» TEXT
--
A film about
Chinese orphans of AIDS victims won an Oscar for Best
Documentary Short Film, which a prominent AIDS activist in
China said showed people still cared.
Ruby Yang and
Thomas Lennon won the Oscar for The Blood of
Yingzhou District, which tells the story of
traditional Chinese obligations of family colliding
with the fears of AIDS in impoverished Anhui province,
and the fate of those left behind.
"I hadn't heard
of the film, but it's a good thing people care about
this," HIV-infected AIDS activist Li Xige, from the
adjoining province of Henan, told Reuters.
"Because this
problem has been going on for so long, and sometimes
I'm afraid it might be forgotten."
An estimated
650,000 people are living with HIV/AIDS in China, and health
experts say the disease is moving into the general
population.
Henan was the
center of an AIDS scandal in the 1990s in which people sold
blood to unsanitary, often state-run health clinics, making
the province the center of the nation's AIDS epidemic.
--
» RECORDED INFORMATION

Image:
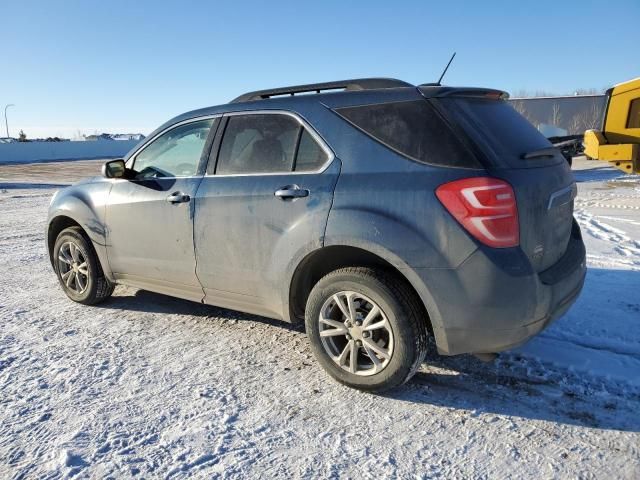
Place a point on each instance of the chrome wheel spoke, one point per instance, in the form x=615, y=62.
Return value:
x=355, y=333
x=73, y=267
x=373, y=313
x=352, y=307
x=67, y=277
x=342, y=359
x=376, y=361
x=375, y=326
x=333, y=332
x=64, y=257
x=80, y=282
x=74, y=252
x=376, y=348
x=343, y=308
x=353, y=357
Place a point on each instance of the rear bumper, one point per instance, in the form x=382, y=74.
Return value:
x=494, y=301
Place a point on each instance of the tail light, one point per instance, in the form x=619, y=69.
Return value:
x=485, y=207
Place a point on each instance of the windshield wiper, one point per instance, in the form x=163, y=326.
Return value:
x=542, y=152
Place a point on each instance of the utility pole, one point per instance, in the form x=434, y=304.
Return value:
x=6, y=123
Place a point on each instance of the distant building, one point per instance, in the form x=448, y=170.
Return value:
x=562, y=115
x=128, y=136
x=115, y=136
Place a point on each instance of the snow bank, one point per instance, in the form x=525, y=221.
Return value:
x=33, y=152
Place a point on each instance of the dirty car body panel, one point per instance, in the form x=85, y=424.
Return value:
x=237, y=244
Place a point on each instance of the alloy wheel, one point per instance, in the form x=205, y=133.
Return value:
x=73, y=267
x=356, y=333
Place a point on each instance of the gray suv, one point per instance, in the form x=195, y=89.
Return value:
x=377, y=212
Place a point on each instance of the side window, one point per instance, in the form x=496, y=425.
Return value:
x=175, y=153
x=258, y=143
x=412, y=128
x=634, y=114
x=310, y=155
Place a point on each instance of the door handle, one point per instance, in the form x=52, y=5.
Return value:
x=178, y=197
x=291, y=191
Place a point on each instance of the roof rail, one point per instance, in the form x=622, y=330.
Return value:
x=355, y=84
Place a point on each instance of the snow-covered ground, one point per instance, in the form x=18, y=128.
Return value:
x=150, y=386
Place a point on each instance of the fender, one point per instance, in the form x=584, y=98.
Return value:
x=85, y=206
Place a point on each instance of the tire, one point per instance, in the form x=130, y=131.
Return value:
x=402, y=336
x=83, y=284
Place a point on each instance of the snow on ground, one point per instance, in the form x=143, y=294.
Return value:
x=149, y=386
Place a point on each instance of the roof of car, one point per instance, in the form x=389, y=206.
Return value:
x=333, y=95
x=356, y=84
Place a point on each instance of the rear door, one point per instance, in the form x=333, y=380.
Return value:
x=514, y=150
x=150, y=216
x=263, y=204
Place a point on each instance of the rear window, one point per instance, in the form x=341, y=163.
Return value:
x=412, y=128
x=497, y=125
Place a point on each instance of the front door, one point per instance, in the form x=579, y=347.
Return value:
x=266, y=204
x=150, y=216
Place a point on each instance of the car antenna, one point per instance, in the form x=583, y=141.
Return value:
x=439, y=82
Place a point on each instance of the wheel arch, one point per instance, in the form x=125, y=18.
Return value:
x=62, y=220
x=322, y=261
x=56, y=225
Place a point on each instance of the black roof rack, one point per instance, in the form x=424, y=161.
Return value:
x=355, y=84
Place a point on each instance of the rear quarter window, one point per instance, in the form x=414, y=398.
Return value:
x=412, y=128
x=500, y=131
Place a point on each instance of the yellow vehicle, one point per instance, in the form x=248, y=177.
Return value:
x=619, y=140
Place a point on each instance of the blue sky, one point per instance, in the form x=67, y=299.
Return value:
x=127, y=66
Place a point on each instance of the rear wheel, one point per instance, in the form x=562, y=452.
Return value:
x=78, y=268
x=366, y=328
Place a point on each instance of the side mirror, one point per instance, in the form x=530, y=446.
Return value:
x=114, y=169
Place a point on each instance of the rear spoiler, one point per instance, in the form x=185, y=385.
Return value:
x=430, y=90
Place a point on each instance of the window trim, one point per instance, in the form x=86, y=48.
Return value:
x=301, y=121
x=207, y=145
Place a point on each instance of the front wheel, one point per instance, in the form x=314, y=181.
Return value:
x=366, y=328
x=78, y=268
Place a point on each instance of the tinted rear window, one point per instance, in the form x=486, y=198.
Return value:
x=412, y=128
x=497, y=125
--
» TASKS AND EXERCISES
(A) In the Oscar article above, write out the passage that opens with the words containing "A film about" and closes with "Henan, told Reuters.". Copy it word for word.
(B) Rewrite the paragraph of the Oscar article that begins "Henan was the center" as one shorter sentence that keeps its main facts.

» ANSWERS TO EACH TASK
(A)
A film about
Chinese orphans of AIDS victims won an Oscar for Best
Documentary Short Film, which a prominent AIDS activist in
China said showed people still cared.
Ruby Yang and
Thomas Lennon won the Oscar for The Blood of
Yingzhou District, which tells the story of
traditional Chinese obligations of family colliding
with the fears of AIDS in impoverished Anhui province,
and the fate of those left behind.
"I hadn't heard
of the film, but it's a good thing people care about
this," HIV-infected AIDS activist Li Xige, from the
adjoining province of Henan, told Reuters.

(B) A 1990s scandal, in which people sold blood to unsanitary and often state-run clinics, made Henan the center of China's AIDS epidemic.